**Data provided:**

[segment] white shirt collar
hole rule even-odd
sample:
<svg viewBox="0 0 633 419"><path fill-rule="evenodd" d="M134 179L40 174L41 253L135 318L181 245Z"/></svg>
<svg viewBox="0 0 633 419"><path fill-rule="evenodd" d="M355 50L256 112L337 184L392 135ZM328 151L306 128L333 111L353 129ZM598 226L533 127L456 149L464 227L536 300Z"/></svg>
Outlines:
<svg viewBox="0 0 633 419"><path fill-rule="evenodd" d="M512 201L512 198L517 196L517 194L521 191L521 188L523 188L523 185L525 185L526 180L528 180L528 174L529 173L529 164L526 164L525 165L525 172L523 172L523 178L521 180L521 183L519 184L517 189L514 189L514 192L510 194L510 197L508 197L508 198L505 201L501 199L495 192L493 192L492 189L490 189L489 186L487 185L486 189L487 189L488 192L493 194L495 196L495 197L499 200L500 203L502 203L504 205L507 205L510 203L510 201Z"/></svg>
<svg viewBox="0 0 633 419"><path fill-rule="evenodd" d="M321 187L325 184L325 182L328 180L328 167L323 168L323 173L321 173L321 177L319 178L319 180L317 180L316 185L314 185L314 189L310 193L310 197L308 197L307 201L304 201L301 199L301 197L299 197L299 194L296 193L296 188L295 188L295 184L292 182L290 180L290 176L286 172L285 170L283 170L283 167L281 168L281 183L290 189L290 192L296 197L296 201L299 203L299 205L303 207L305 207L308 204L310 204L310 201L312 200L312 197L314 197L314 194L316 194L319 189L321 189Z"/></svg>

**Objective:**
Reproduce everything from the first line of the entries down to and including the line that contains "201L512 198L517 196L517", keeping every character unchanged.

**Task solution:**
[segment] white shirt collar
hole rule even-odd
sample:
<svg viewBox="0 0 633 419"><path fill-rule="evenodd" d="M134 179L40 174L41 253L135 318L181 245Z"/></svg>
<svg viewBox="0 0 633 419"><path fill-rule="evenodd" d="M355 50L256 112L337 184L392 135ZM328 151L306 128L333 111L353 129ZM598 226L533 127L456 149L464 227L536 300Z"/></svg>
Outlines:
<svg viewBox="0 0 633 419"><path fill-rule="evenodd" d="M512 201L512 198L517 196L517 194L521 191L521 188L523 188L523 185L525 185L526 180L528 180L528 174L529 173L529 164L526 164L525 165L525 172L523 172L523 178L521 180L521 183L519 184L517 189L514 189L514 192L510 194L510 197L508 197L508 198L505 201L501 199L495 192L493 192L492 189L490 189L489 186L487 185L486 189L487 189L488 192L493 194L495 196L495 197L499 200L500 203L502 203L504 205L507 205L510 203L510 201Z"/></svg>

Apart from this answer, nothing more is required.